[Start of Data for this task]
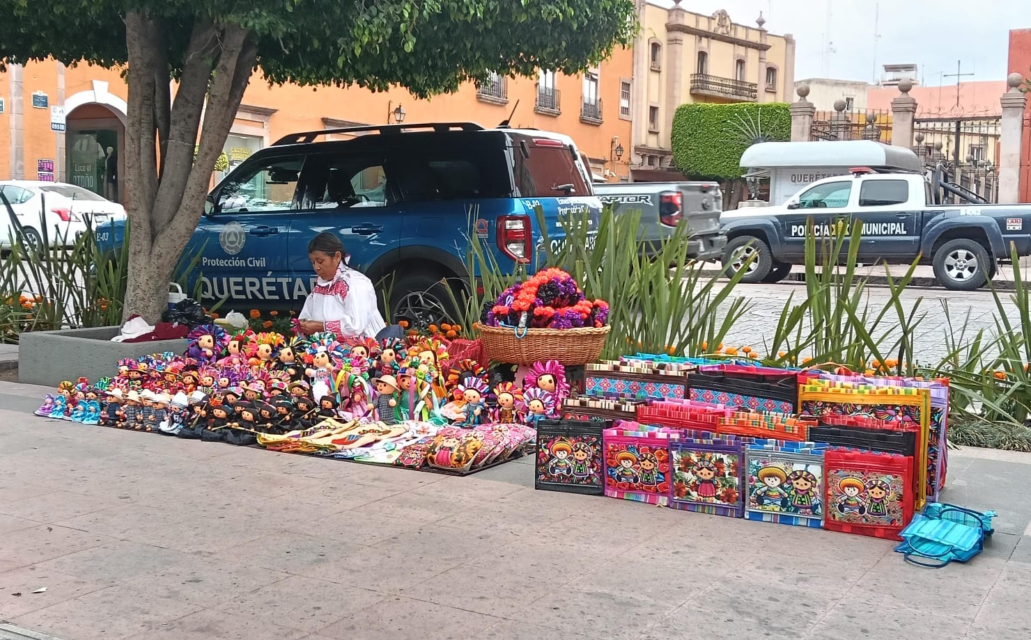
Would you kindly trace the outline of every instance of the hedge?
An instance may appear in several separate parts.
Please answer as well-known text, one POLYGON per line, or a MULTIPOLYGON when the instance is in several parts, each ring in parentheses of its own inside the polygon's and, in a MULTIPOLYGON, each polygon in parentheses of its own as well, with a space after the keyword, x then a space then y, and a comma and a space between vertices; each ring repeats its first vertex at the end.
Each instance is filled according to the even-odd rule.
POLYGON ((739 178, 744 149, 769 140, 791 140, 787 103, 693 103, 673 115, 673 163, 692 177, 739 178))

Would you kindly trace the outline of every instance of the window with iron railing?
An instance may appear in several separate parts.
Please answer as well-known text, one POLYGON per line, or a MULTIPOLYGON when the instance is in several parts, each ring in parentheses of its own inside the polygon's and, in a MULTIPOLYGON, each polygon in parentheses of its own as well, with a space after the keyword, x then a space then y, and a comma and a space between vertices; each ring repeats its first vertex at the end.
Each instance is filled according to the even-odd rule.
POLYGON ((508 78, 491 73, 486 80, 476 84, 476 98, 487 102, 508 102, 508 78))
POLYGON ((562 101, 559 90, 554 86, 537 85, 537 101, 533 106, 534 110, 544 113, 558 113, 562 110, 562 101))

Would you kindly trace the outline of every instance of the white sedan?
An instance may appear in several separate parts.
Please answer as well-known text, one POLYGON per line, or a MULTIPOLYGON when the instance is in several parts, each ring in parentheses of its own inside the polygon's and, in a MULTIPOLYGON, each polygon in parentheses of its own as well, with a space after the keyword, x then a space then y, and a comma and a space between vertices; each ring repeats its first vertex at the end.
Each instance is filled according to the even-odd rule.
MULTIPOLYGON (((67 182, 0 180, 0 192, 13 209, 26 244, 33 246, 43 244, 43 227, 49 246, 68 246, 90 226, 126 217, 122 205, 67 182)), ((0 200, 0 247, 9 247, 15 235, 10 213, 0 200)))

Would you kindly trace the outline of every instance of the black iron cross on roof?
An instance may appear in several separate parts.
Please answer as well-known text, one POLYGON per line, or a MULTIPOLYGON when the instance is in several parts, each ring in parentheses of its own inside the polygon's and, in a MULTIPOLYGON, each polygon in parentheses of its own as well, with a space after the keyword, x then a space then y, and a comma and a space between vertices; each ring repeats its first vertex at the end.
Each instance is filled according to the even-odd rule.
POLYGON ((960 65, 962 65, 962 64, 963 64, 962 61, 957 60, 956 61, 956 73, 942 73, 941 74, 941 77, 943 77, 943 78, 956 78, 956 106, 957 107, 960 106, 960 78, 962 78, 964 76, 968 76, 968 75, 973 75, 973 73, 960 73, 960 65))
[End of Data for this task]
### [Exercise instructions]
Can you set out every line of the entries above as a Markdown table with the columns "Row" and "Line", numbering the rows and skipping blank lines? Leave the pictures out.

### [The solution]
| Row | Line |
|---|---|
| 1 | Would you kindly trace the outline of every instance of the hedge? |
| 2 | An instance may appear in several separate parts. |
| 3 | Please answer as well-known text, one POLYGON per line, or a MULTIPOLYGON when the instance is in several parts, each ring in parentheses of its own inside the polygon's and, in a MULTIPOLYGON, each polygon in parentheses of its own as well, with a space after the keyword, x then a space then y, and a comma and a space between vertices; each ring repeats its first vertex at the end. |
| 4 | Each instance is filled according to the even-odd rule. |
| 5 | POLYGON ((739 178, 744 149, 769 140, 791 140, 787 103, 693 103, 673 115, 673 163, 692 177, 739 178)) |
| 6 | Would you kindly trace the outline of every instance of the window with iron railing? |
| 7 | An instance may appear in several separate parts. |
| 8 | Please answer as well-known text, one POLYGON per line, or a MULTIPOLYGON when the instance is in several parts, each ring in parentheses of its own inside the polygon's and, in a MULTIPOLYGON, each polygon in parentheses of its own as well, with a space after the keyword, x then a space then y, and a comma and a space between vertices; each ring repeats its first vertex at the end. |
| 9 | Each instance is filled according to the even-odd rule. |
| 10 | POLYGON ((508 78, 491 73, 486 80, 476 84, 476 98, 487 102, 508 102, 508 78)) |
| 11 | POLYGON ((562 101, 559 90, 554 86, 537 85, 537 101, 533 106, 534 110, 544 113, 558 113, 562 110, 562 101)) |
| 12 | Would you kindly trace the outline of every instance of the white sedan? |
| 13 | An instance may appear in several separate parts. |
| 14 | Please answer as well-known text, one POLYGON per line, or a MULTIPOLYGON when the instance is in several parts, each ring in parentheses of its own inside the polygon's and, in a MULTIPOLYGON, each polygon in parentheses of its own as well, with a space after the keyword, x then a space then y, and a comma and a space between vertices; each ring repeats its first vertex at the end. |
| 15 | Each instance is filled according to the even-odd rule. |
| 16 | MULTIPOLYGON (((67 182, 0 180, 0 192, 13 209, 26 244, 33 246, 43 244, 43 227, 49 246, 68 246, 90 226, 126 217, 122 205, 67 182)), ((0 200, 0 247, 9 247, 15 235, 10 213, 0 200))) |
| 17 | Would you kindly trace the outline of every instance of the black iron cross on roof? |
| 18 | An instance may appear in several separate parts. |
| 19 | Please answer as well-known text, one POLYGON per line, or a MULTIPOLYGON when the instance is in several parts, each ring in parentheses of its own inside the polygon's and, in a MULTIPOLYGON, each polygon in parentheses of its own as well, with a space after the keyword, x then a space then y, and a comma and a space between vertices; each ring repeats its first vertex at the end. |
| 20 | Each instance is filled according to the even-odd rule. |
| 21 | POLYGON ((960 65, 962 65, 962 64, 963 64, 962 61, 957 60, 956 61, 956 73, 942 73, 941 74, 941 77, 943 77, 943 78, 956 78, 956 106, 957 107, 960 106, 960 78, 962 78, 964 76, 968 76, 968 75, 973 75, 973 73, 960 73, 960 65)) |